Problem details:
Below is a set of entries. Reproduce exactly the lines from the one containing "-- sample [98,829]." through the end, both included.

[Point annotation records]

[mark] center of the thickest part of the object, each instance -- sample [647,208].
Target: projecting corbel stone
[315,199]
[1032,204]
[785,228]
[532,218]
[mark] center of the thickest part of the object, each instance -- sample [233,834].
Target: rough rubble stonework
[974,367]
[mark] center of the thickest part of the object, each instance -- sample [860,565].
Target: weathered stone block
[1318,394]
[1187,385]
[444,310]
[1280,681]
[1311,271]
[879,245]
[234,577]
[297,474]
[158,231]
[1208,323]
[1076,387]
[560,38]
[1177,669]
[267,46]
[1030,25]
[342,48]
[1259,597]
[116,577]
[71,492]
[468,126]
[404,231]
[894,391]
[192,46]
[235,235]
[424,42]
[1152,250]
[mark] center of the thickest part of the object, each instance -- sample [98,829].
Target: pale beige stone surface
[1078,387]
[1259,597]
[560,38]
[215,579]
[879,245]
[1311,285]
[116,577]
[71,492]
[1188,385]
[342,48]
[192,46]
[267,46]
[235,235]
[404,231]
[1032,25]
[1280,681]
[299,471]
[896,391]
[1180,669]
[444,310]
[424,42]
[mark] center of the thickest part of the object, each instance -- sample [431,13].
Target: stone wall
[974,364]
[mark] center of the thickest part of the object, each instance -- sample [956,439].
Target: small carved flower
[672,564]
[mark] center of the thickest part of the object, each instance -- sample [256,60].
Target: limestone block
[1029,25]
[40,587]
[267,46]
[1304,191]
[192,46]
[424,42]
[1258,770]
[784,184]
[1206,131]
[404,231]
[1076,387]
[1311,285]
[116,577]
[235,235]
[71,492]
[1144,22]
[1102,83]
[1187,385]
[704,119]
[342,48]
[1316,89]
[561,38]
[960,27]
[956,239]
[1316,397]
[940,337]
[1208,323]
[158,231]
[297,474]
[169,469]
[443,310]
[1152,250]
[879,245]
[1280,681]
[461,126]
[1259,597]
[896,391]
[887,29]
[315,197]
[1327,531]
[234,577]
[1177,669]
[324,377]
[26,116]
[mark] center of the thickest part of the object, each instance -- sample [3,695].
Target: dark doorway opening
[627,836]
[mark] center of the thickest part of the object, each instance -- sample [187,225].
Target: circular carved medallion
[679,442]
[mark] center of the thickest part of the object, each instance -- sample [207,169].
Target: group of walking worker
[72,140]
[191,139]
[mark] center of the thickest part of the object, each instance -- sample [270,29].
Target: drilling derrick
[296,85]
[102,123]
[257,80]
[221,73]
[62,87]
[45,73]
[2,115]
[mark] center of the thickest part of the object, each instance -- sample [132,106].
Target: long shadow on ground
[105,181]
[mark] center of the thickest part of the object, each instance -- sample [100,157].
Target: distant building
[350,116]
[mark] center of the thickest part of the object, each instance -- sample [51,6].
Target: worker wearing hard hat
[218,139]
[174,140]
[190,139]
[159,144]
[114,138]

Exercise result:
[mark] center of the thickest part of the object, each instance -- sample [98,829].
Target: pale beige stone surface
[1078,387]
[1259,597]
[560,38]
[215,579]
[879,245]
[1311,285]
[116,577]
[71,492]
[1188,385]
[342,48]
[192,46]
[267,46]
[235,235]
[404,231]
[1032,25]
[1280,681]
[299,471]
[896,391]
[1180,669]
[444,310]
[424,42]
[mark] center of the thickest part of the object, each instance -- sample [431,13].
Target: stone wall
[974,364]
[mark] center of the thickest part of the object, each instance -- sample [956,439].
Target: small carved flower
[672,564]
[mark] center of the thickest part of the object, each instance -- sample [256,60].
Target: limestone block
[1029,25]
[40,587]
[267,46]
[1304,191]
[192,46]
[424,42]
[1258,770]
[784,184]
[1206,131]
[404,231]
[1076,387]
[1311,285]
[116,577]
[235,235]
[71,492]
[1144,22]
[1102,83]
[1187,385]
[704,119]
[342,48]
[1316,89]
[561,38]
[960,27]
[956,239]
[1316,397]
[940,337]
[1208,323]
[158,231]
[297,474]
[169,469]
[443,310]
[1152,250]
[879,245]
[1280,681]
[461,126]
[1259,597]
[896,391]
[887,29]
[315,197]
[1327,531]
[234,577]
[1177,669]
[324,377]
[26,116]
[mark] center of the thickest part of the object, each instance -- sample [3,695].
Target: dark doorway opening
[627,836]
[mark] center of the thickest part of the object, each instance -- sample [187,225].
Target: circular carved medallion
[679,442]
[mark] center of the thickest part of the object, each instance -- sample [207,169].
Target: group of walking worker
[72,140]
[191,139]
[mark] center of the thickest part of the object, each instance -- sample [270,29].
Target: drilling derrick
[296,85]
[102,123]
[257,80]
[221,73]
[62,87]
[45,73]
[2,115]
[mark] center of the thickest part of the object, each instance -- sample [132,106].
Target: long shadow on ground
[105,181]
[mark] center of the thickest part of the object, each instance -- sample [100,157].
Target: distant building
[350,116]
[mark] center of the thickest part of the object, each instance -- sample [51,6].
Target: worker wearing hard hat
[218,139]
[174,140]
[190,139]
[159,144]
[114,138]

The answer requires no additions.